*Exercise brief*.
Rewrite every line below as a numbered list, leaving out any blank lines.

*Given data*.

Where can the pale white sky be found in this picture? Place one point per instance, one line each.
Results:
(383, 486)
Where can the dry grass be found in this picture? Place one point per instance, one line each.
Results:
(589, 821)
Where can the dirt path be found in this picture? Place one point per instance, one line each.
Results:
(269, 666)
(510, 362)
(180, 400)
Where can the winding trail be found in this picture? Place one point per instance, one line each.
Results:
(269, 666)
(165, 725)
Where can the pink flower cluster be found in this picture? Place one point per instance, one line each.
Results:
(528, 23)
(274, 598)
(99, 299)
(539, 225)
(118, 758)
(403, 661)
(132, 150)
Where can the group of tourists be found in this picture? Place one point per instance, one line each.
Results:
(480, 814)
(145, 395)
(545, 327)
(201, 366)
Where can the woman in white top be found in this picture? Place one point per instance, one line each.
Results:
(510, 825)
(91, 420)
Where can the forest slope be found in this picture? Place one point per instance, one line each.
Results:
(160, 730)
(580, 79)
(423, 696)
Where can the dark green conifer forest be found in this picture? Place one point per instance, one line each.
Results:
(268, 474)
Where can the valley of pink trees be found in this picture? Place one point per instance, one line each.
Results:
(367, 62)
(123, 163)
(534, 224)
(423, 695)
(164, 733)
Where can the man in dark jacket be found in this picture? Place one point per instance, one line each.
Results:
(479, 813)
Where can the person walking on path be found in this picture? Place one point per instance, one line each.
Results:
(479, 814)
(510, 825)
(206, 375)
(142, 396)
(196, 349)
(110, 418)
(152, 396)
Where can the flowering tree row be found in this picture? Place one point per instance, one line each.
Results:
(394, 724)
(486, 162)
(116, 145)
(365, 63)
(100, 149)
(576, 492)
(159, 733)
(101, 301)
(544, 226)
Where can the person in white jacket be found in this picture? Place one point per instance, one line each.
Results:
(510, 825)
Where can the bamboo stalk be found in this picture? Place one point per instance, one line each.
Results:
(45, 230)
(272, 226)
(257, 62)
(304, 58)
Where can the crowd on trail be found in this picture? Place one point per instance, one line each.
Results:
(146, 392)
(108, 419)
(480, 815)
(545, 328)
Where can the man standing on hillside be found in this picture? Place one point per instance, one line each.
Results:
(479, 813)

*Correct result*.
1. Where can the pale white sky be found in this picture? Place one point per instance, one line each.
2. Results:
3. (383, 486)
4. Where can the dry grass be found in this picture? Place one point per instance, one line each.
5. Results:
6. (589, 821)
7. Where can the dirt path be found in this picture? Place one point per instance, one line each.
8. Results:
9. (269, 666)
10. (510, 362)
11. (180, 400)
12. Where can the winding trail be found in this picture? Place one point per instance, one line each.
13. Results:
14. (269, 666)
15. (165, 725)
16. Where can the pink flower cluster be found in this picture? Place one point per instance, one line each.
17. Results:
18. (528, 23)
19. (274, 598)
20. (99, 299)
21. (539, 225)
22. (118, 758)
23. (403, 661)
24. (132, 150)
25. Where can the group of tourists be found in this picture? Place one point per instance, one line each.
26. Results:
27. (480, 814)
28. (145, 395)
29. (545, 327)
30. (201, 366)
31. Where can the woman in white top be found in this picture? Place one point per instance, one line each.
32. Results:
33. (510, 825)
34. (91, 420)
35. Where can the forest slope be found in this picture? Place one point per instance, one line each.
36. Results:
37. (160, 730)
38. (580, 79)
39. (423, 696)
40. Where can the dark green conifer forest be found in this picture? Place one point per instance, one line each.
41. Results:
42. (268, 474)
43. Where can the valley of pink trees be found in this picture? Place one point per instance, one line each.
44. Results:
45. (367, 62)
46. (123, 163)
47. (534, 224)
48. (423, 695)
49. (164, 733)
50. Where can the man in dark jacket be found in this picture? Place one point per instance, one line each.
51. Results:
52. (479, 813)
53. Where can the person walking on path be found in this picture? Place one point per instance, one line each.
54. Results:
55. (479, 814)
56. (510, 825)
57. (206, 375)
58. (142, 396)
59. (196, 349)
60. (110, 418)
61. (152, 396)
62. Where can the flowering tree row be found in this picture? Place one point per instance, one line each.
63. Results:
64. (394, 724)
65. (486, 162)
66. (116, 145)
67. (365, 63)
68. (100, 149)
69. (576, 492)
70. (159, 733)
71. (101, 301)
72. (544, 226)
73. Where can the person in white jacket be found in this picture? Place one point per instance, one line each.
74. Results:
75. (510, 825)
76. Where can the bamboo stalk be found in this picture? Place one point per instance, one line each.
77. Results:
78. (45, 230)
79. (272, 226)
80. (257, 62)
81. (304, 58)
82. Where can the crowd on trail be found in this picture? Place one point per instance, one line each.
83. Results:
84. (146, 392)
85. (108, 419)
86. (480, 815)
87. (545, 328)
88. Where can the man standing on hillside be found in this picture? Place one point per instance, one line each.
89. Results:
90. (479, 813)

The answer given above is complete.